» DO THIS
Convert every line of the listing below into a numbered list, leaving out the blank lines.

Labeled outline entries
========
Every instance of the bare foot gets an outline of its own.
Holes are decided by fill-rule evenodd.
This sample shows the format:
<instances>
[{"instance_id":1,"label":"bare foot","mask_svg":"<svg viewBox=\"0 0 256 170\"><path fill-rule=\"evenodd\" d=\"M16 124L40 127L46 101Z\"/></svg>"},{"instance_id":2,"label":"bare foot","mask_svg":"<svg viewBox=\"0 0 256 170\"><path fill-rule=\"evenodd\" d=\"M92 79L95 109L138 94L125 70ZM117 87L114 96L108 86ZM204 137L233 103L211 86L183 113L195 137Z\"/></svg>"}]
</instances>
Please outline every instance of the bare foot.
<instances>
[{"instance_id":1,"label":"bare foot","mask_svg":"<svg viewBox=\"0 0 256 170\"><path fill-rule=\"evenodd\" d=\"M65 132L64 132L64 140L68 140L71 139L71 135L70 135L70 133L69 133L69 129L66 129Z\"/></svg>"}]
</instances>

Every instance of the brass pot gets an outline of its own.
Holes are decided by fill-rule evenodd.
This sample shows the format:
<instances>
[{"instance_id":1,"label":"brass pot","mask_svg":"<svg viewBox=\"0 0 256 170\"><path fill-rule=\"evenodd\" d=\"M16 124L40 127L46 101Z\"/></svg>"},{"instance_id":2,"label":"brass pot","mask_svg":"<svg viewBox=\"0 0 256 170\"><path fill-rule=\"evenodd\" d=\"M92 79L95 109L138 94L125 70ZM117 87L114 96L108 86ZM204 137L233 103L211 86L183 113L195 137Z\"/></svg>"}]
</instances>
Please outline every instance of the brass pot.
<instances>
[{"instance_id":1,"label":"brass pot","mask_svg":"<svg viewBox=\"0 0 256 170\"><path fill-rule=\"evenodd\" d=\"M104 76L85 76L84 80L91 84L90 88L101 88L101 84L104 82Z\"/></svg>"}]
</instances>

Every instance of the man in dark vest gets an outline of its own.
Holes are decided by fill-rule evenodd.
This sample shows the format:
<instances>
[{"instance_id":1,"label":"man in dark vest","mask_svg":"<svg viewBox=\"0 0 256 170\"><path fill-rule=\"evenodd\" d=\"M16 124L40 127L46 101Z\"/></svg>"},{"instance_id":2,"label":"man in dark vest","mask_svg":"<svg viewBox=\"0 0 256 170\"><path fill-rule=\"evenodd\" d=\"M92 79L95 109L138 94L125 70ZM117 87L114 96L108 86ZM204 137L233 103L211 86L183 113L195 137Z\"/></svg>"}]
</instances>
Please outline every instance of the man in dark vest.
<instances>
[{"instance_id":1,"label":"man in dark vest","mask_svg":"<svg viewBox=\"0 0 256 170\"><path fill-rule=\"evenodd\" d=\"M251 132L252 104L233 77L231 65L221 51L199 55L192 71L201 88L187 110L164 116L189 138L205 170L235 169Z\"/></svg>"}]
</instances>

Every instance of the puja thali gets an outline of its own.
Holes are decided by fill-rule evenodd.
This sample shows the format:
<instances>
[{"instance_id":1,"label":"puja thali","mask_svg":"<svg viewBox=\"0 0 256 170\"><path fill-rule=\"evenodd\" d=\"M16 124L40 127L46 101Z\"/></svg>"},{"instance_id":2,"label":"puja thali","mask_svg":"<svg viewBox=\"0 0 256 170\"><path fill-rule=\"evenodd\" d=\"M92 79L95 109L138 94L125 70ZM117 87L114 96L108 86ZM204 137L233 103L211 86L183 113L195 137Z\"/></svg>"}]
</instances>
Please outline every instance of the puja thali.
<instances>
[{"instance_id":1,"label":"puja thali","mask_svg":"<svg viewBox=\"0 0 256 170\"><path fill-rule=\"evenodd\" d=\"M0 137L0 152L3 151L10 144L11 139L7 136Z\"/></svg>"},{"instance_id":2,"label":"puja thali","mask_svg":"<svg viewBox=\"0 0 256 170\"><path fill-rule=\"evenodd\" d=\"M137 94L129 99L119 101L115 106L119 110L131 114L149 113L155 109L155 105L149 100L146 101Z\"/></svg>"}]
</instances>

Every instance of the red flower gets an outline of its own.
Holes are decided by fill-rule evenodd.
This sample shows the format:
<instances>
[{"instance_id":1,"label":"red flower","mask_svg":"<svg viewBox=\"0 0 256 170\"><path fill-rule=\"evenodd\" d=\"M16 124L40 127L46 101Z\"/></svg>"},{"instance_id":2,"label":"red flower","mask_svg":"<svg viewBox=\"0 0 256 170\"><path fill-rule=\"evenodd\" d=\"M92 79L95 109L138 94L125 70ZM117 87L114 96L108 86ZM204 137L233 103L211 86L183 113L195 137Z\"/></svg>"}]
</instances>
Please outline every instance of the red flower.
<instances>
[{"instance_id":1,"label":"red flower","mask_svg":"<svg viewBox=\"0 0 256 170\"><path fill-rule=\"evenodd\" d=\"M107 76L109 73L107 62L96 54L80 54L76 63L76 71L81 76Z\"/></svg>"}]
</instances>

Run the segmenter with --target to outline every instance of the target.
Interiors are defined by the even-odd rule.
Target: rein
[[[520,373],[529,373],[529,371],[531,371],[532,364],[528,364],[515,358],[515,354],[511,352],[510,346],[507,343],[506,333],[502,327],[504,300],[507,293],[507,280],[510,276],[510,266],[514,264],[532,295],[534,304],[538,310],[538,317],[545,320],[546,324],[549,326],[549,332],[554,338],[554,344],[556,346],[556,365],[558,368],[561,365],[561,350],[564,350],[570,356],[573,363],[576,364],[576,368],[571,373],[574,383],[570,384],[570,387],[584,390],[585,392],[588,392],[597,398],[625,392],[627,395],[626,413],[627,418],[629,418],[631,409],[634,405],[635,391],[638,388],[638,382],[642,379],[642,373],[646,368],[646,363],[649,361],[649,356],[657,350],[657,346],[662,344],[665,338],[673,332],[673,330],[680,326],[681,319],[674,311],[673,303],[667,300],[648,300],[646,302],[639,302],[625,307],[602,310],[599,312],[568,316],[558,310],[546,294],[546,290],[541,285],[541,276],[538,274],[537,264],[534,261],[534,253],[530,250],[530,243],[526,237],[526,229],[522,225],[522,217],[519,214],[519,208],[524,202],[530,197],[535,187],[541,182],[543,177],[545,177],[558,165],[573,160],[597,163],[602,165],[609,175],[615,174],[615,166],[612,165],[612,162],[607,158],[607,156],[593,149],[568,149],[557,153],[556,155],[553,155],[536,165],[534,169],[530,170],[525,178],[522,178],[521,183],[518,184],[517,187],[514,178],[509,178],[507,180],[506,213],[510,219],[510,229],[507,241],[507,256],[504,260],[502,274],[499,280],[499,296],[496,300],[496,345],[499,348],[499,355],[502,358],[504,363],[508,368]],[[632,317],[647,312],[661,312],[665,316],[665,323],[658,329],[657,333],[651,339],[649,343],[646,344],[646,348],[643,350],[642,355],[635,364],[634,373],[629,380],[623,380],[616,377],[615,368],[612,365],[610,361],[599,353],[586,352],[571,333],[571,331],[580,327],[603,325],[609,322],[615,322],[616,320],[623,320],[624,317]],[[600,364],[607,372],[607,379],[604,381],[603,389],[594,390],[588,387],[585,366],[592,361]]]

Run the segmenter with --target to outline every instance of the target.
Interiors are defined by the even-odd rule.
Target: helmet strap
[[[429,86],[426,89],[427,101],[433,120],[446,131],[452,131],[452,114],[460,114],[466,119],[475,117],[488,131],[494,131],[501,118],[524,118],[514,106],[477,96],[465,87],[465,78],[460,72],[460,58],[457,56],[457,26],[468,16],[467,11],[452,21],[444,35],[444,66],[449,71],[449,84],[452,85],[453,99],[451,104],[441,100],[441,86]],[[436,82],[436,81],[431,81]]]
========
» CORRECT RESULT
1. Every instance of the bare foot gets an outline of its own.
2. Holes are decided by fill-rule evenodd.
3. This sample shows the format:
4. <instances>
5. [{"instance_id":1,"label":"bare foot","mask_svg":"<svg viewBox=\"0 0 256 170\"><path fill-rule=\"evenodd\" d=\"M16 124L40 127L46 101Z\"/></svg>"},{"instance_id":2,"label":"bare foot","mask_svg":"<svg viewBox=\"0 0 256 170\"><path fill-rule=\"evenodd\" d=\"M92 79L95 109L138 94L125 70ZM117 87L114 96L108 86ZM204 137L233 103L211 86L183 113L195 137Z\"/></svg>"}]
6. </instances>
7. Please outline every instance of the bare foot.
8. <instances>
9. [{"instance_id":1,"label":"bare foot","mask_svg":"<svg viewBox=\"0 0 256 170\"><path fill-rule=\"evenodd\" d=\"M65 132L64 132L64 140L68 140L71 139L71 135L70 135L70 133L69 133L69 129L66 129Z\"/></svg>"}]
10. </instances>
11. Every instance of the brass pot gets an outline of its own.
12. Holes are decided by fill-rule evenodd.
13. This sample shows the format:
14. <instances>
15. [{"instance_id":1,"label":"brass pot","mask_svg":"<svg viewBox=\"0 0 256 170\"><path fill-rule=\"evenodd\" d=\"M16 124L40 127L46 101Z\"/></svg>"},{"instance_id":2,"label":"brass pot","mask_svg":"<svg viewBox=\"0 0 256 170\"><path fill-rule=\"evenodd\" d=\"M92 79L95 109L138 94L125 70ZM117 87L114 96L108 86ZM204 137L233 103L211 86L183 113L195 137Z\"/></svg>"}]
16. </instances>
17. Please outline every instance of the brass pot.
18. <instances>
19. [{"instance_id":1,"label":"brass pot","mask_svg":"<svg viewBox=\"0 0 256 170\"><path fill-rule=\"evenodd\" d=\"M104 76L85 76L84 80L91 84L90 88L101 88L101 84L104 82Z\"/></svg>"}]
20. </instances>
21. Every instance of the man in dark vest gets an outline of its own.
22. Holes are decided by fill-rule evenodd.
23. This sample shows the format:
24. <instances>
25. [{"instance_id":1,"label":"man in dark vest","mask_svg":"<svg viewBox=\"0 0 256 170\"><path fill-rule=\"evenodd\" d=\"M16 124L40 127L46 101Z\"/></svg>"},{"instance_id":2,"label":"man in dark vest","mask_svg":"<svg viewBox=\"0 0 256 170\"><path fill-rule=\"evenodd\" d=\"M92 79L95 109L138 94L125 70ZM117 87L114 96L108 86ZM204 137L233 103L211 86L183 113L195 137Z\"/></svg>"}]
26. </instances>
27. Please outline every instance of the man in dark vest.
28. <instances>
29. [{"instance_id":1,"label":"man in dark vest","mask_svg":"<svg viewBox=\"0 0 256 170\"><path fill-rule=\"evenodd\" d=\"M251 132L252 104L233 77L231 65L221 51L199 55L192 71L201 88L187 110L164 116L189 138L205 170L235 169Z\"/></svg>"}]
30. </instances>
31. Every instance of the puja thali gets an outline of its own.
32. Holes are decided by fill-rule evenodd.
33. This sample shows the format:
34. <instances>
35. [{"instance_id":1,"label":"puja thali","mask_svg":"<svg viewBox=\"0 0 256 170\"><path fill-rule=\"evenodd\" d=\"M16 124L40 127L46 101Z\"/></svg>"},{"instance_id":2,"label":"puja thali","mask_svg":"<svg viewBox=\"0 0 256 170\"><path fill-rule=\"evenodd\" d=\"M92 79L95 109L138 94L125 70ZM117 87L114 96L108 86ZM204 137L233 103L211 86L183 113L195 137Z\"/></svg>"}]
36. </instances>
37. Please outline every instance of the puja thali.
38. <instances>
39. [{"instance_id":1,"label":"puja thali","mask_svg":"<svg viewBox=\"0 0 256 170\"><path fill-rule=\"evenodd\" d=\"M0 137L0 152L3 151L10 144L11 139L7 136Z\"/></svg>"},{"instance_id":2,"label":"puja thali","mask_svg":"<svg viewBox=\"0 0 256 170\"><path fill-rule=\"evenodd\" d=\"M137 94L129 99L119 101L115 106L119 110L131 114L149 113L155 109L155 105L149 100L146 101Z\"/></svg>"}]
40. </instances>
41. Every instance of the red flower gets an outline of its own.
42. Holes are decided by fill-rule evenodd.
43. This sample shows the format:
44. <instances>
45. [{"instance_id":1,"label":"red flower","mask_svg":"<svg viewBox=\"0 0 256 170\"><path fill-rule=\"evenodd\" d=\"M16 124L40 127L46 101Z\"/></svg>"},{"instance_id":2,"label":"red flower","mask_svg":"<svg viewBox=\"0 0 256 170\"><path fill-rule=\"evenodd\" d=\"M92 79L95 109L138 94L125 70ZM117 87L114 96L108 86ZM204 137L233 103L211 86L183 113L195 137Z\"/></svg>"}]
46. </instances>
47. Please outline every instance of the red flower.
48. <instances>
49. [{"instance_id":1,"label":"red flower","mask_svg":"<svg viewBox=\"0 0 256 170\"><path fill-rule=\"evenodd\" d=\"M107 76L109 73L107 62L96 54L80 54L76 63L76 71L81 76Z\"/></svg>"}]
50. </instances>
51. Run the segmenter with --target to outline every instance of the target.
52. Interiors are defined by the even-odd rule.
53. Target: rein
54. [[[520,373],[529,373],[529,371],[531,371],[532,364],[528,364],[515,358],[515,354],[511,352],[510,346],[507,343],[506,333],[502,327],[504,300],[507,293],[507,280],[510,276],[510,266],[514,264],[532,295],[534,304],[538,310],[538,317],[545,320],[546,324],[549,326],[549,332],[554,338],[554,344],[556,346],[556,365],[558,368],[561,365],[561,350],[564,350],[570,356],[573,363],[576,364],[576,368],[571,373],[574,383],[570,384],[570,387],[584,390],[585,392],[588,392],[597,398],[625,392],[627,395],[626,413],[627,418],[629,418],[631,409],[634,405],[635,391],[638,388],[638,382],[642,379],[642,373],[646,368],[646,363],[649,361],[649,356],[657,350],[657,346],[662,344],[665,338],[673,332],[673,330],[680,326],[681,319],[674,311],[673,303],[667,300],[648,300],[646,302],[639,302],[625,307],[602,310],[599,312],[568,316],[558,310],[546,294],[546,290],[541,285],[541,276],[538,274],[537,264],[534,261],[534,253],[530,250],[530,243],[526,237],[526,229],[522,225],[522,217],[519,214],[519,208],[524,202],[530,197],[535,187],[541,182],[543,177],[545,177],[558,165],[573,160],[597,163],[602,165],[609,175],[615,174],[615,166],[612,165],[612,162],[607,158],[607,156],[593,149],[568,149],[557,153],[556,155],[553,155],[536,165],[534,169],[530,170],[525,178],[522,178],[521,183],[518,184],[517,187],[514,178],[509,178],[507,180],[506,213],[510,219],[510,229],[507,241],[507,256],[504,260],[502,274],[499,280],[499,296],[496,300],[496,345],[499,348],[499,355],[502,358],[504,363],[508,368]],[[632,317],[647,312],[661,312],[665,316],[665,323],[658,329],[657,333],[651,339],[649,343],[646,344],[646,348],[643,350],[642,355],[635,364],[634,373],[629,380],[623,380],[616,377],[615,368],[612,365],[610,361],[599,353],[586,352],[571,333],[571,331],[580,327],[603,325],[609,322],[615,322],[616,320],[623,320],[624,317]],[[600,364],[607,372],[607,379],[604,381],[603,389],[594,390],[588,387],[585,366],[592,361]]]
55. Run the segmenter with --target to outline every instance of the target.
56. Interiors are defined by the even-odd rule.
57. Target: helmet strap
58. [[[429,86],[426,89],[427,101],[433,120],[446,131],[452,131],[452,114],[460,114],[466,119],[475,117],[488,131],[494,131],[501,118],[524,118],[514,106],[477,96],[465,87],[465,78],[460,72],[460,58],[457,56],[457,26],[468,16],[467,11],[452,21],[444,35],[444,66],[449,71],[449,84],[452,85],[453,99],[451,104],[441,100],[441,86]],[[436,82],[436,81],[431,81]]]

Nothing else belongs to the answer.